## Selected extract

We don't have to choose between tenants' security and housing sector growth
News that the capital’s private sector rents have risen by 4.1 per cent this year will sadly not come as a huge surprise to most renting Londoners, who have become miserably accustomed to rent rises outstripping wage growth in recent years.
Despite that acceptance, private renters in the capital will undoubtedly be left reeling from this fresh hit on their disposable income. With rents soaring ever higher the spotlight should turn to the absence of safeguards to protect against the rocketing cost of renting in London.
There’s no getting away from the fact that London’s sky-high rents are mainly the result of a chronic shortage of housing. Ultimately the solution to unaffordable rents is to build more homes.
Yet even if we began a mass house building programme tomorrow, it would be years before the effects were felt in lower rents. In the meantime, something has to be done to help prevent rent rises that outstrip growth in wages.
Unfair rent rises and insecure tenancies afflict the lives of so many Londoners. Yet, for too long, opinion formers – most notably private landlords and some politicians – have perpetuated the fable that giving renters more security of tenure – through rent controls – poses a threat to the health of the Private Rented Sector (PRS).
For too long, we’ve have lacked the robust evidence needed to dispel this myth. That is, until now.
Recent findings from a report commissioned by the London Assembly Housing Committee reveal that under virtually every model of rent control, the PRS in the capital would still experience significant growth. This should reassure those who fear a sudden mass exodus of landlords from the market, and a resulting rise in homelessness.
It’s shameful that we have some of the weakest protection for private tenants in Western Europe. Renters can find themselves subjected to short-term tenancies, unpredictable rent rises, and eviction without cause.
In contrast, many of our European neighbours enjoy a more equal balance of power between landlord and tenant.
This balance often brings with it indefinite tenancies and caps on rent increases, and gives tenants the necessary powers to ensure their homes are properly maintained.
There has been a renewed and concerted effort to replicate that balance here in the UK. Earlier this month, Karen Buck MP’s private member’s bill, which sought to make it illegal for landlords to let out any property that is not fit for human inhabitation, was debated in the House of Commons.
Sadly it was talked out by a Tory MP, who is also a private landlord, before it could be voted on.
It is extraordinary that legislation of this kind does not already exist, and equally disturbing that some landlords remain unashamedly willing to rent a property in such a dire state, most often at the expense of vulnerable people.

## What is asked
1) Which body commissioned the report on rent control mentioned in the London rents article?
2) Retype the London rents article between "Yet even if" and "Rented Sector (PRS).", inclusive.
3) Extend the London rents article with a few more paragraphs, picking up after its final sentence.
The records that follow come from a separate source unrelated to the London rents article.

## Excerpted records

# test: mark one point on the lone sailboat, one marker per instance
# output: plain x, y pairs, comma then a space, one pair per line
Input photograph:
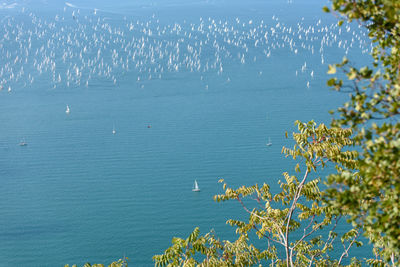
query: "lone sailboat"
196, 187
269, 142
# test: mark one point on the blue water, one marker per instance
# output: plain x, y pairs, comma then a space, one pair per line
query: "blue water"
79, 193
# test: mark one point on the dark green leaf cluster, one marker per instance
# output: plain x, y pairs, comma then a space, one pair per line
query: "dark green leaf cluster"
372, 195
297, 210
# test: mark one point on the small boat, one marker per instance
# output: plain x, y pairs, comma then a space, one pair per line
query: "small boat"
23, 143
269, 142
196, 187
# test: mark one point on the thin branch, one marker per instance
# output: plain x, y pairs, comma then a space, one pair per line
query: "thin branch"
345, 253
290, 214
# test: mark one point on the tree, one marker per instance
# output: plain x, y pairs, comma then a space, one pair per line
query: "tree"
365, 190
291, 221
372, 195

## Per-task outputs
1) The London Assembly Housing Committee.

2)
Yet even if we began a mass house building programme tomorrow, it would be years before the effects were felt in lower rents. In the meantime, something has to be done to help prevent rent rises that outstrip growth in wages.
Unfair rent rises and insecure tenancies afflict the lives of so many Londoners. Yet, for too long, opinion formers – most notably private landlords and some politicians – have perpetuated the fable that giving renters more security of tenure – through rent controls – poses a threat to the health of the Private Rented Sector (PRS).

3)
Though most landlords do the right thing and ensure their tenants are housed well, it is the behaviour of their disreputable colleagues which has resulted in this refocus on improved protection and regulation.
A shift in the status quo will be met with alarm from some politicians and landlords, and the usual cries about Venezuelan-style rent control will, as always, be used to whip up fear of change. But this latest report suggests the panicked rhetoric may well be unfounded.
The report takes the forecasted growth in London’s PRS over the next ten years and examines the potential impact of six individual rent regulation models. Under all but the hardest model, the research predicts that the PRS would still grow between 35 per cent and 49 per cent during that period, in line with expectations that the sector in its current form will grow by 49 per cent.
We will, of course, continue to hear the scare stories from landlord associations about the horrors of a regulated sector. This research should calm the nerves of those who fear that rent control may have too many unintended consequences.
Those who continue to be plagued by doubts about the feasibility of this approach need only look so far as Germany, whose private rented sector is significantly bigger than our own while being subjected to comprehensive regulation.
Rent control is not a panacea, and ultimately we need a huge increase in house building. But for too long British governments have shied away from offering private tenants real protection against unfair rent rises, insecure tenancies and the threat of eviction without reason.
When you consider that almost a third of Londoners now rent privately, including a growing number of families with children, the current system of six-month to one-year tenancies as standard is neither suitable nor fair.
The data we now have suggests that under all but the most stringent rent control regimes the rental market in London would continue to grow significantly over the next decade. With this in mind, time is up on the old fable that you cannot offer tenants stability and security without causing a mass exodus from the market.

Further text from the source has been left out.